=== ZIEL 1 ===
Dupliziere sämtliche Einträge im Abschnitt „Eingaben“ Zeile für Zeile unverändert, lass dabei aber die Bilder weg; der Text über Wohnungslosigkeit in Berlin gehört nicht dazu.

=== VORGEGEBENER TEXT ===
Zwar wurde die geplante Umzäunung des weithin bekannten Görlitzer Parks („Görli“) bisher nicht umgesetzt. Aber die neue ganzjährige Notübernachtung (Projekt Ohlauer 365) mit über 80 Plätzen in Sieben-Bett-Zimmern deckt den Bedarf nicht.
„Berlin platzt aus allen Nähten“, erklärte Ina Zimmermann, Referentin für Armutsbekämpfung, Wohnungslosenhilfe und Soziale Dienste des Diakonischen Werks Berlin-Brandenburg-schlesische Oberlausitz gegenüber der Zeitung nd.
Mit Blick auf die bis zu 50.000 wohnungslosen Menschen in Berlin, wozu auch die Flüchtlinge mit positivem Asylbescheid zählen, warnte sie, dass Berlin mit 47.000 in Notunterkünften untergebrachten Wohnungslosen, knapp über 6.000 Menschen ohne Unterkunft (offizielle Schätzung) und circa 2.400 Menschen in verdeckter Wohnungslosigkeit „einen dramatischen Höhepunkt erreicht“ habe.
Mit dem Einsatz „defensiver Architektur“ – einer besonders perfiden Weise, Obdachlose zu vertreiben, sollen die Betroffenen aus dem öffentlichen Bild, besonders von touristisch beliebten oder Prestige-Flächen getilgt werden.
Bänke wie auf dem U-Bahnhof Rotes Rathaus oder Armlehnen bzw. Metallbügel, die die Sitzfläche unterteilen, machen ein Liegen unmöglich. Dazu gehören auch angeschrägte oder vertiefte Sitzflächen auf Verweilelementen im öffentlichen Raum. Spike-Pads unter Brücken oder die Querverstrebungen über dem Lüftungsschacht am Fernsehturm sollen ein längeres Ausruhen oder Aufwärmen verhindern.

=== EINGABEN ===
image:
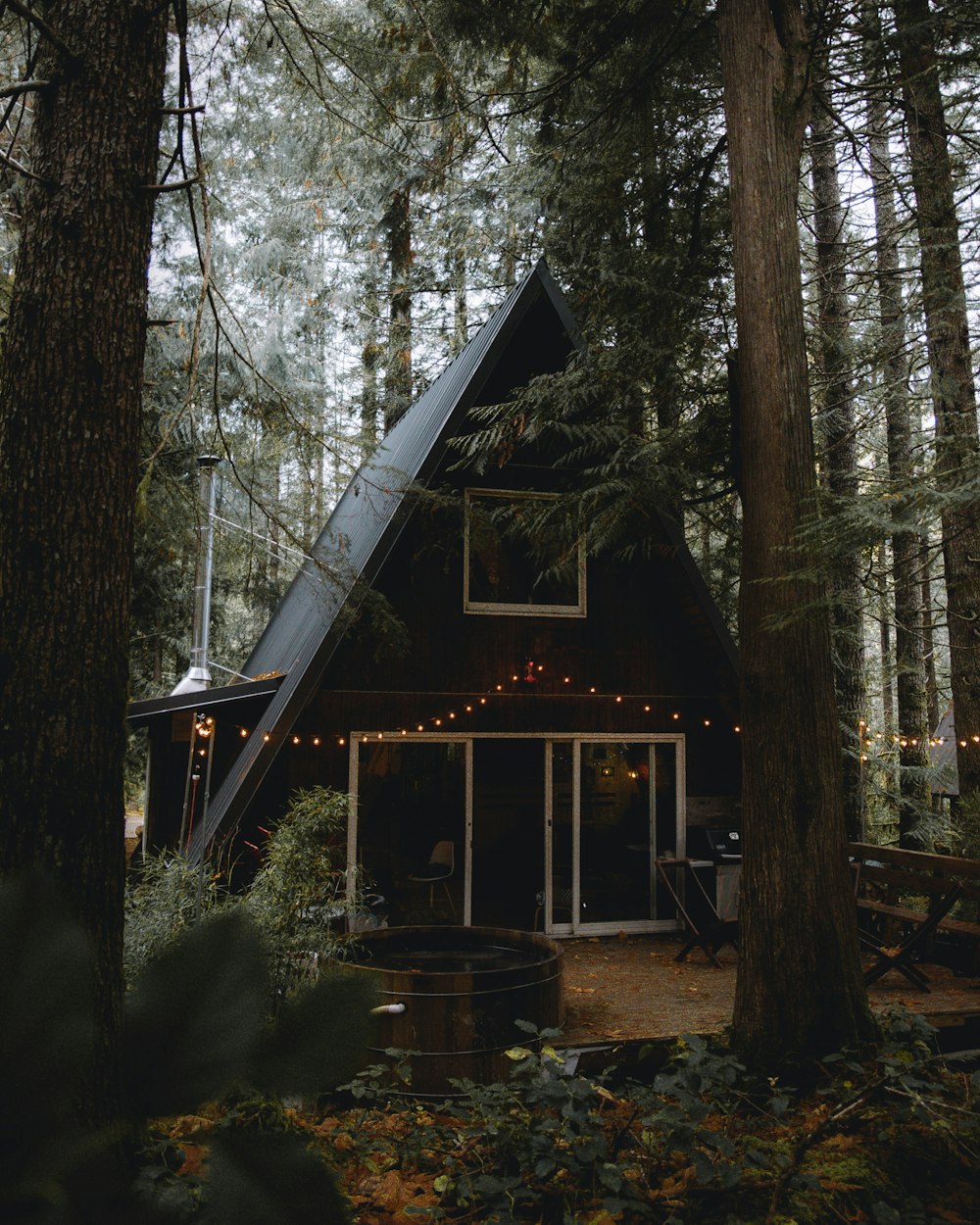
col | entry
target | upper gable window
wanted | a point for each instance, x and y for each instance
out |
(503, 574)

=== ZIEL 2 ===
Schreib aus dem Text über Wohnungslosigkeit in Berlin die Stelle von „Bänke wie auf“ bis einschließlich „oder Aufwärmen verhindern.“ wortgetreu nieder.

=== LÖSUNG 1 ===
image:
col | entry
target | upper gable window
wanted | a point for each instance, x and y for each instance
out |
(503, 574)

=== LÖSUNG 2 ===
Bänke wie auf dem U-Bahnhof Rotes Rathaus oder Armlehnen bzw. Metallbügel, die die Sitzfläche unterteilen, machen ein Liegen unmöglich. Dazu gehören auch angeschrägte oder vertiefte Sitzflächen auf Verweilelementen im öffentlichen Raum. Spike-Pads unter Brücken oder die Querverstrebungen über dem Lüftungsschacht am Fernsehturm sollen ein längeres Ausruhen oder Aufwärmen verhindern.